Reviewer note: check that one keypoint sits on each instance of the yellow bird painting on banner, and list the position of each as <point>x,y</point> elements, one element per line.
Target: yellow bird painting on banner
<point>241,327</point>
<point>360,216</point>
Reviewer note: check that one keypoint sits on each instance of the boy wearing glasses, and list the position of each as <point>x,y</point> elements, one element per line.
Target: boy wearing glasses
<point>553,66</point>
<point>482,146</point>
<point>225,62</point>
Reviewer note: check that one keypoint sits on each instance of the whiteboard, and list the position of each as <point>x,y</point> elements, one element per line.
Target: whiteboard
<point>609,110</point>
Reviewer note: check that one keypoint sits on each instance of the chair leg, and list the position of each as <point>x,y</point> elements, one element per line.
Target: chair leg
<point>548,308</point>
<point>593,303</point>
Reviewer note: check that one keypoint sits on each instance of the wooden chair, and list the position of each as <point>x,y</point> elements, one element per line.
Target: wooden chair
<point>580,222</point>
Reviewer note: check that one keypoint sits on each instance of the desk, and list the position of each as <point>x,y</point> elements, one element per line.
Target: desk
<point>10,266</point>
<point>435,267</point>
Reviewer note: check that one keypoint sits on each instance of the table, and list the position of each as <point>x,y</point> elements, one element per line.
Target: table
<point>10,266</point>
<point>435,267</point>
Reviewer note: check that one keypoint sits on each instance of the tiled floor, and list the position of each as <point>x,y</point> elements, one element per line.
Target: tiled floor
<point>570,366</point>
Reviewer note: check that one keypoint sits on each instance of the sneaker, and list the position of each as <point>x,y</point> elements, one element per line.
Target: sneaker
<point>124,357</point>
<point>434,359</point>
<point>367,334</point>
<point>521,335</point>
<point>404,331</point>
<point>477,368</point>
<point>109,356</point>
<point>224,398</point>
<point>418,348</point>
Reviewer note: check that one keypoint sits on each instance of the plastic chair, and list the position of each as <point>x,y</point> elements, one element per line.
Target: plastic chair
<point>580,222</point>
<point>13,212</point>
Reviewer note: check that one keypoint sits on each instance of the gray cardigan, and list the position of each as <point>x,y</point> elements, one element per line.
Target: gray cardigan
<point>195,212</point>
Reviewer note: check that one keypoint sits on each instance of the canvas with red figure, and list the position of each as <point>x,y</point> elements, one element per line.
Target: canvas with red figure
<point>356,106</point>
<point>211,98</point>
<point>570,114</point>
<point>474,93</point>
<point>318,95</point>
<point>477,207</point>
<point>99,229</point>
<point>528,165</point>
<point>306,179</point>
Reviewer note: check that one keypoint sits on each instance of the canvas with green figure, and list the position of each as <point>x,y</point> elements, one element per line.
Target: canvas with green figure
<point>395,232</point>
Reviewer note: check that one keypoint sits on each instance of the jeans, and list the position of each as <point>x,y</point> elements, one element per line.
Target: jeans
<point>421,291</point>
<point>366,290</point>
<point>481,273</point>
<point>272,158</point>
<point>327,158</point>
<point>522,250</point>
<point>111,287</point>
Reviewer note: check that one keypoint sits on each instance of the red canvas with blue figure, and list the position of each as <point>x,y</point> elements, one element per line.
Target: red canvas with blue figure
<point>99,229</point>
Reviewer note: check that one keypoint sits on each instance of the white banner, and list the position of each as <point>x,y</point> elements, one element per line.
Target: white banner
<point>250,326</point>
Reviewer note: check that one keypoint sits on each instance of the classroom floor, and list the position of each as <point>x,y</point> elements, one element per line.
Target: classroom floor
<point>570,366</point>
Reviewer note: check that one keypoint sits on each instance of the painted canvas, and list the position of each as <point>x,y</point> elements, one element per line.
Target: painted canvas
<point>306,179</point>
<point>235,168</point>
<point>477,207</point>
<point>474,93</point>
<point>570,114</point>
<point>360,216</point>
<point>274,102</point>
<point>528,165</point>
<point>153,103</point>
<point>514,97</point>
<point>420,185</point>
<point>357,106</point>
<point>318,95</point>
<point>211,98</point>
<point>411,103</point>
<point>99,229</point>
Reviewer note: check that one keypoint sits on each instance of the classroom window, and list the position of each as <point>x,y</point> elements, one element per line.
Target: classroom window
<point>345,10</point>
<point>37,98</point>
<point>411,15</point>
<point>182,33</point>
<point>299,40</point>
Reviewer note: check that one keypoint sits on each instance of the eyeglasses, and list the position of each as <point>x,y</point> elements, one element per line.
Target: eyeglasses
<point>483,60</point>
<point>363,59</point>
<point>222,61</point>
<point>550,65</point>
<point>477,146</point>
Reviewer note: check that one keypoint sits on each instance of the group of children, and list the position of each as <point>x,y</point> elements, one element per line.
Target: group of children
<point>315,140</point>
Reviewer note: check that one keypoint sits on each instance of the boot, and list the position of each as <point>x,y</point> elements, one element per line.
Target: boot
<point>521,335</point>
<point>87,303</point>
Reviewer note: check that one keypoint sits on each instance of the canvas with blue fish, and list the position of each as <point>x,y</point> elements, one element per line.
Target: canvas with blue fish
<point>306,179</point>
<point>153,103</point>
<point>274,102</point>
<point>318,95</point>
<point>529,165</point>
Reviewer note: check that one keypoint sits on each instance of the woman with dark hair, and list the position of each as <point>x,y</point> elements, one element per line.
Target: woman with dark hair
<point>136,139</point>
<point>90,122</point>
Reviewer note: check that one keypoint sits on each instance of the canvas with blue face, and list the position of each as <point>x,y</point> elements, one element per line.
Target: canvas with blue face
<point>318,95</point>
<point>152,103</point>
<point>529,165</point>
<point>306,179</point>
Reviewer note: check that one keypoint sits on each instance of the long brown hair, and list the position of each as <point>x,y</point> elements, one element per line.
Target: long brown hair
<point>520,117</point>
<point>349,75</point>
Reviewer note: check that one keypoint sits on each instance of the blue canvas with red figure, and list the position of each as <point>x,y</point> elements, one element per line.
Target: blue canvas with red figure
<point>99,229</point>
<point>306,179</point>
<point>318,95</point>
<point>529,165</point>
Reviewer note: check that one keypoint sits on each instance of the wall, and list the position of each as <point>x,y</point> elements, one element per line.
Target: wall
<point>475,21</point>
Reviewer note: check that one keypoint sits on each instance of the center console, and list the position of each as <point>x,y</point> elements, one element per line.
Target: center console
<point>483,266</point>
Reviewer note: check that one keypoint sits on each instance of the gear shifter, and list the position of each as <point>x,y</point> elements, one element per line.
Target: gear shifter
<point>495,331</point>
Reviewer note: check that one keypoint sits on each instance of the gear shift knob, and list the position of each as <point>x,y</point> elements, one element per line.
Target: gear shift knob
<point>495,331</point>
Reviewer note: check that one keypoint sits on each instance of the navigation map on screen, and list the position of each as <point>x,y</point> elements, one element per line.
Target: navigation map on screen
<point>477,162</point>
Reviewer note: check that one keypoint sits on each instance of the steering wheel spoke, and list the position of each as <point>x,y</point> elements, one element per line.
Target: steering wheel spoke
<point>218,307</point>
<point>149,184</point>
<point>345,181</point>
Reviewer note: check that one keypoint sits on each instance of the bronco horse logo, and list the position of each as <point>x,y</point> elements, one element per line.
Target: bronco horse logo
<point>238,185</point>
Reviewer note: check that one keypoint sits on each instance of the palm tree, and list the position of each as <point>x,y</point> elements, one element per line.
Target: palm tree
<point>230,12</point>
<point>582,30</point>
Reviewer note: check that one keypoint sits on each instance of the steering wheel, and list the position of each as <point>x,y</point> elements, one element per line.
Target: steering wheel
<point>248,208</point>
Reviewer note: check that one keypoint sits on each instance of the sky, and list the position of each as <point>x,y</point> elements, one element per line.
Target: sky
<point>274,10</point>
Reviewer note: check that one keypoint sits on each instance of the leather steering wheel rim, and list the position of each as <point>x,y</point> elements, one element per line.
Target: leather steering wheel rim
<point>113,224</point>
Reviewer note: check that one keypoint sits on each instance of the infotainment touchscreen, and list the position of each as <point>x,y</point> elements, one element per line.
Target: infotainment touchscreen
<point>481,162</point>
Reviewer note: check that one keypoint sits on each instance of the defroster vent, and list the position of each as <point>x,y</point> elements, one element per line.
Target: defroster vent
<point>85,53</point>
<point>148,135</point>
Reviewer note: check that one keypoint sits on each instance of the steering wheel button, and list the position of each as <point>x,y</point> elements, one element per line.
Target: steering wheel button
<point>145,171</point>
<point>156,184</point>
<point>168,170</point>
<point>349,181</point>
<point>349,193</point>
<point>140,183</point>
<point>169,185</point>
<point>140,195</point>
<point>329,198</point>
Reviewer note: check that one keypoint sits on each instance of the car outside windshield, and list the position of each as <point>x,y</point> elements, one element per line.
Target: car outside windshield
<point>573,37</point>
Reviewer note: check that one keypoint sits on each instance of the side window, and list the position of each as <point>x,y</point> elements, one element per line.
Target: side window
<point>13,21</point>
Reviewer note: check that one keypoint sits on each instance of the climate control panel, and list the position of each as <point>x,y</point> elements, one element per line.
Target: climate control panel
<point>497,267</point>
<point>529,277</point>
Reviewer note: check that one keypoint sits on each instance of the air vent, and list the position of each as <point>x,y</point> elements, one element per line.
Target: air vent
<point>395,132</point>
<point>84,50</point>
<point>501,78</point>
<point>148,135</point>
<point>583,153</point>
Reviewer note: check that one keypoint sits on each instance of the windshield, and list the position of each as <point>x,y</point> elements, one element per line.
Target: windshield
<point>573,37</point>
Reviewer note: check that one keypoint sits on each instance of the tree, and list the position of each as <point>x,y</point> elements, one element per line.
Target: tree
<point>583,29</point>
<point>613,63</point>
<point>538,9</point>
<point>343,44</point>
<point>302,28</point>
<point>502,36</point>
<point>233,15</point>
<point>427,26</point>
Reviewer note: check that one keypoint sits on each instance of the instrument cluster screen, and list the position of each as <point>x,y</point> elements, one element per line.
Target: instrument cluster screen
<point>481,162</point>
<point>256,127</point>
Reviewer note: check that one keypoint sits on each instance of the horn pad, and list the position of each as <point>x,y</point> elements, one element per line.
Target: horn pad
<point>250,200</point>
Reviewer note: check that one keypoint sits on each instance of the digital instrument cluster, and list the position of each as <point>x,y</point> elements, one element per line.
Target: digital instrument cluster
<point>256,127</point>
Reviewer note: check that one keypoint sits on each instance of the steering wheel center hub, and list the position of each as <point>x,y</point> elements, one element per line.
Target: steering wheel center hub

────────

Goal
Reproduce the lines of the entries verbatim, from the line containing "center hub, and" through the final line of the entries.

Result for this exercise
Reviewer note: check that one keypoint sits on each instance of the steering wheel center hub, and list the position of each as <point>x,y</point> elements, one element per line.
Target: steering wheel center hub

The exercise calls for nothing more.